--- Data records Enclosed Below ---

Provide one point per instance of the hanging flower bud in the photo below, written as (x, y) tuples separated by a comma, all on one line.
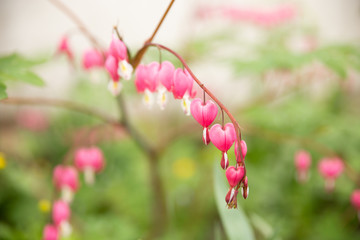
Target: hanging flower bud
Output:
[(243, 150), (63, 48), (204, 114), (66, 180), (90, 161), (234, 175), (50, 233), (223, 139), (61, 215), (182, 89), (92, 59), (117, 49), (302, 164), (330, 169), (166, 82)]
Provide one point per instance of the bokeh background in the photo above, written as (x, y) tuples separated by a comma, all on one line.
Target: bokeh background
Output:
[(292, 84)]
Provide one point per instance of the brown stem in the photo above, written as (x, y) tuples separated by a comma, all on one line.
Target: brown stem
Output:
[(202, 86), (62, 104), (139, 55), (62, 7)]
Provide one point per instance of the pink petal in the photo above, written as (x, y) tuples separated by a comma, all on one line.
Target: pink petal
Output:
[(166, 75)]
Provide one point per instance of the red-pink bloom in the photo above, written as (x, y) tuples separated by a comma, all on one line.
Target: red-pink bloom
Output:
[(330, 169), (32, 120), (204, 114), (111, 65), (50, 233), (89, 160), (355, 199), (61, 215), (234, 175), (117, 49), (93, 58), (302, 164), (64, 48), (66, 180), (223, 139), (243, 150)]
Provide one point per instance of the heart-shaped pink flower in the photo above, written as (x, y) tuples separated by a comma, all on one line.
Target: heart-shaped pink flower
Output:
[(234, 175), (223, 138), (204, 114), (243, 149)]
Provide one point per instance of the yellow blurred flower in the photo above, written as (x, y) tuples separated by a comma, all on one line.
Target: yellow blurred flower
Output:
[(2, 161), (184, 168), (44, 205)]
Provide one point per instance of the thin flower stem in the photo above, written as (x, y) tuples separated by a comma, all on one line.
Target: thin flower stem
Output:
[(62, 7), (211, 95)]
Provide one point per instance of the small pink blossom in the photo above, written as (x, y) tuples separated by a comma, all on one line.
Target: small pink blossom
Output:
[(117, 49), (50, 232), (243, 150), (330, 169), (234, 175), (66, 180), (111, 65), (90, 161), (92, 59), (302, 164), (223, 139), (204, 114)]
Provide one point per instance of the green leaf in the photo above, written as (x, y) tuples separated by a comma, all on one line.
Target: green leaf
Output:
[(235, 222), (3, 94), (25, 76)]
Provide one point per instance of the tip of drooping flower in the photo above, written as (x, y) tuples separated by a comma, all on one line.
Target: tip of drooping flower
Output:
[(224, 161)]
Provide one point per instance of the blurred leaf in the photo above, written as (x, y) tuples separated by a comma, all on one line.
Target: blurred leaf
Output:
[(2, 91), (16, 68), (235, 222)]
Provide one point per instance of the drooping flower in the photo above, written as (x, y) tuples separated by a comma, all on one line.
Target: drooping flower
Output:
[(302, 164), (66, 180), (223, 139), (204, 114), (183, 88), (64, 48), (243, 150), (90, 161), (330, 169), (50, 232), (61, 215), (166, 82), (92, 58)]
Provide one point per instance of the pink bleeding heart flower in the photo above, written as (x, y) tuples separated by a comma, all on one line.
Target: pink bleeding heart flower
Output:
[(223, 139), (204, 114), (183, 88), (92, 59), (166, 82), (66, 180), (64, 47), (243, 150), (117, 49), (302, 164), (234, 175), (50, 232), (61, 215), (330, 169), (90, 161)]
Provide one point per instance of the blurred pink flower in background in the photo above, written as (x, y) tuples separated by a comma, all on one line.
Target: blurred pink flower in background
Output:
[(330, 169), (302, 164), (32, 120)]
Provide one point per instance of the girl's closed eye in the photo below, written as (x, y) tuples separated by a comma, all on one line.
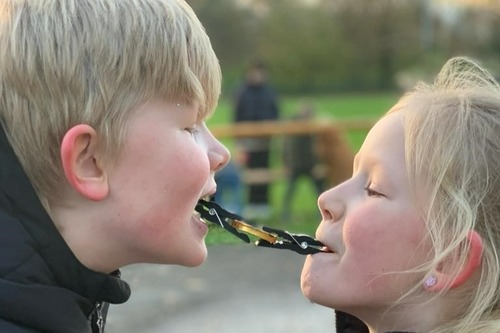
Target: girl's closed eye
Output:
[(193, 130)]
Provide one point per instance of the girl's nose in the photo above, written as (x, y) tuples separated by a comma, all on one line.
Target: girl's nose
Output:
[(331, 206)]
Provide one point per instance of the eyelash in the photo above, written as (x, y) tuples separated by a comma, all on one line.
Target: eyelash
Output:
[(372, 193), (192, 130)]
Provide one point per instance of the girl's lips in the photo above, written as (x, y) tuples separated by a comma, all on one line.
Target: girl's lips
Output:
[(326, 249)]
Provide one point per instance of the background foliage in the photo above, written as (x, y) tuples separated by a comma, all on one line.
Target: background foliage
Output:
[(344, 45)]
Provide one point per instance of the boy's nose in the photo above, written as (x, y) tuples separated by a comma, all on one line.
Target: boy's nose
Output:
[(218, 155)]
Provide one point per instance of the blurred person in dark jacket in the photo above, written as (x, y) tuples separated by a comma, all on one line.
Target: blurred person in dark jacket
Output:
[(256, 101), (300, 160)]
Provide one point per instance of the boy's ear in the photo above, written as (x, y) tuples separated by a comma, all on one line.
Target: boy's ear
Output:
[(81, 163), (472, 262)]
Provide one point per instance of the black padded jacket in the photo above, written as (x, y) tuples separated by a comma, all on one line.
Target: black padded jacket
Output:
[(43, 287)]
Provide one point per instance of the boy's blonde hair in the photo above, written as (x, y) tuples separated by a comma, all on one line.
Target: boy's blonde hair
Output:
[(65, 62), (452, 142)]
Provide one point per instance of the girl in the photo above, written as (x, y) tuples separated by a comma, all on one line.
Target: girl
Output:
[(413, 235)]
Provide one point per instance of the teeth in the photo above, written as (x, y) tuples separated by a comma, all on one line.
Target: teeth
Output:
[(197, 215)]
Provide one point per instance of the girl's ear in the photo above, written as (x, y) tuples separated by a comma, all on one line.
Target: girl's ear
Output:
[(473, 261), (81, 163)]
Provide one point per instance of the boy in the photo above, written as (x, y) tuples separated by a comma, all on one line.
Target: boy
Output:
[(104, 152)]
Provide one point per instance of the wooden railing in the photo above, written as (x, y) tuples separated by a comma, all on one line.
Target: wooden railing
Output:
[(333, 149)]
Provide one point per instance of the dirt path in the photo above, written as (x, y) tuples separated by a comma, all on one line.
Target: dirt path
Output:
[(239, 289)]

--- End of Enclosed Data records ---

» **What to produce**:
Set the listing down in full and exactly. Pictures within it should not appear in the copy.

» **Result of the exercise**:
Provide one point per instance of the hanging flower bud in the photo below, written as (x, y) tuples separated by a comma, all on one line.
Target: hanging flower bud
Output:
[(243, 150), (63, 48), (204, 114), (66, 180), (90, 161), (234, 175), (50, 233), (223, 139), (61, 215), (182, 89), (92, 59), (117, 49), (302, 164), (330, 169), (166, 82)]
Provide one point per instance of the bokeh background in the photo above, written as (x, y) tuples separated by a comma, all on one line.
Target: bokeh background
Output:
[(292, 84)]
Provide one point per instance of the brown stem in the photo above, written as (x, y) tuples separated by a comma, all on one line.
Target: brown stem
Output:
[(202, 86), (62, 104), (139, 55), (62, 7)]
Provide one point per instance of the pink petal in the photo above, written as (x, y) tuples separated by a comma, all on one line.
Target: pink petal
Output:
[(166, 75)]
Provide one point per instance of the red-pink bloom in the photo above, written as (x, y) tuples separated by a comma, all on one line.
Target: red-pink bloom
Output:
[(330, 169), (32, 120), (204, 114), (111, 65), (50, 233), (89, 160), (355, 199), (61, 215), (234, 175), (117, 49), (93, 58), (302, 164), (64, 48), (66, 180), (223, 139), (243, 150)]
Provide one point per instance of the heart-shaped pink flower in the photo above, written as (x, y) tuples separated by a comma, all on one line.
Target: heart-shaped pink flower
Output:
[(234, 175), (223, 138), (204, 114), (243, 149)]
Provide one point per instance of the yellow blurred flower in the photo above, written as (x, y) tuples separated by a comma, all on one line.
Target: yellow blurred flower
Output:
[(2, 161), (184, 168), (44, 205)]
Provide one point per instance of the thin flower stem in the photo above, written as (x, y) tuples separated by a comma, all on one line.
Target: thin flower stem
Output:
[(62, 7), (211, 95)]
Provide one point per instance of the small pink blossom in the photo above, written as (x, y) tuples separated by a comma, all on one line.
Target: small pink blossom
Output:
[(117, 49), (50, 232), (243, 150), (330, 169), (234, 175), (66, 180), (111, 65), (90, 161), (92, 59), (302, 164), (223, 139), (204, 114)]
Provide one point per instance of the green leaf in the photo above, written as (x, y) tuples separated by a comma, all on one line.
Target: green leaf
Output:
[(235, 222), (3, 94), (25, 76)]
Provide one point per instance of the tip of drooping flower in the photo above, written as (x, y) tuples separated by a comma, all on one line.
Target: tip of drooping flower
Output:
[(224, 161)]
Provide one point per instance of the blurred leaf in the photo above, written as (x, y) tuples separated by a comma, all on one line.
Target: blurred leaf
Output:
[(2, 91), (16, 68), (235, 222)]
Provide one point per instance of the drooping flower in the photo above, written as (x, y) tuples separated by a comma, all on one line.
Target: drooping flower
Output:
[(302, 164), (66, 180), (223, 139), (204, 114), (183, 88), (64, 48), (243, 150), (90, 161), (330, 169), (50, 232), (61, 215), (166, 82), (92, 58)]
Provide one point per instance of the pink bleeding heart flower in the photo above, written as (x, y) tuples separated by a comma, all on one line.
Target: pink bleeding heart flower
Output:
[(223, 139), (204, 114), (183, 88), (92, 59), (166, 82), (66, 180), (64, 47), (243, 150), (117, 49), (302, 164), (234, 175), (50, 232), (61, 215), (330, 169), (90, 161)]
Provide one point per instance of the blurred pink flower in background in the photo above, written as (x, y) tuples separated by a comma, all on one line.
Target: blurred pink flower in background
Output:
[(330, 169), (302, 164), (32, 120)]
Provide one point per instance of the girl's closed eye in the photo below, written as (x, y) tuples separated by a comma, all on one line.
Target: girl's closed eye
Output:
[(193, 130)]
Provide one point per instance of the girl's nose in the photo above, written as (x, y) tuples separated by a comma, all on one line.
Target: girl's nose
Output:
[(331, 206)]
Provide one point per instance of the eyelash in the photo above, written as (x, y) tuples separated by a comma, all on one line.
Target: eyelash
Output:
[(372, 193), (192, 130)]
Provide one point per instance of the girl's lips in the photo above, written as (x, y) tuples separated by a comma, all on one line.
Target: girl's lips
Output:
[(326, 249)]
Provide one point per instance of the background foliage in the photo above, written as (x, y) tuples separated by a comma, all on one line.
Target: background foliage
Output:
[(344, 45)]
Provide one point per instance of the boy's nose in the photo above, written as (x, y) tuples separated by a comma, all on one line.
Target: boy's nose
Output:
[(218, 155)]
Provide one point per instance of the blurred person in dark jacket in the photo above, written as (x, y) tuples separated by a comma, all on one line.
Target: blurred person in dark jacket
Output:
[(256, 101), (300, 160)]
Provide one point per instance of the boy's ear in the photo above, written as (x, y) tuples separated by a comma, all on one line.
Target: boy's ear
Output:
[(81, 163), (472, 262)]
Provide one point per instance of the black padded jacket in the photo above, written as (x, y) tuples separated by a comma, all on one line.
Target: black padded jacket
Output:
[(43, 287)]
Provide one point per instance of the boy's blonde hair in the photo above, written as (x, y) tuples separated by a comma, all on one line.
Target: boy's blonde hair
Output:
[(65, 62), (452, 142)]
Provide one point per instance of the girl in the photo above, written as (x, y) tuples separated by a comma, all on one line.
Target: girl
Output:
[(413, 235)]
Provide one point per instance of the teeth in the photo above, written as (x, y) tuples separated by a comma, all on one line.
Target: teeth
Output:
[(197, 215)]
Provide one point per instance of the girl's ear in the photo above, written as (x, y) tuples separated by a comma, all on one line.
Target: girl's ear
Output:
[(473, 261), (81, 163)]
Provide one point per instance of the boy in the photo above, written as (x, y) tuples separated by a comma, all on one line.
Target: boy
Output:
[(104, 152)]
Provide one point per instance of the wooden railing in the photo above, written as (x, y) tuples separated by a comma, all on one line.
Target: wooden railing
Output:
[(333, 149)]
Provide one point per instance of the dirt path in the photo above, written as (x, y) tuples separated by a comma, all on one line.
Target: dirt path
Output:
[(239, 289)]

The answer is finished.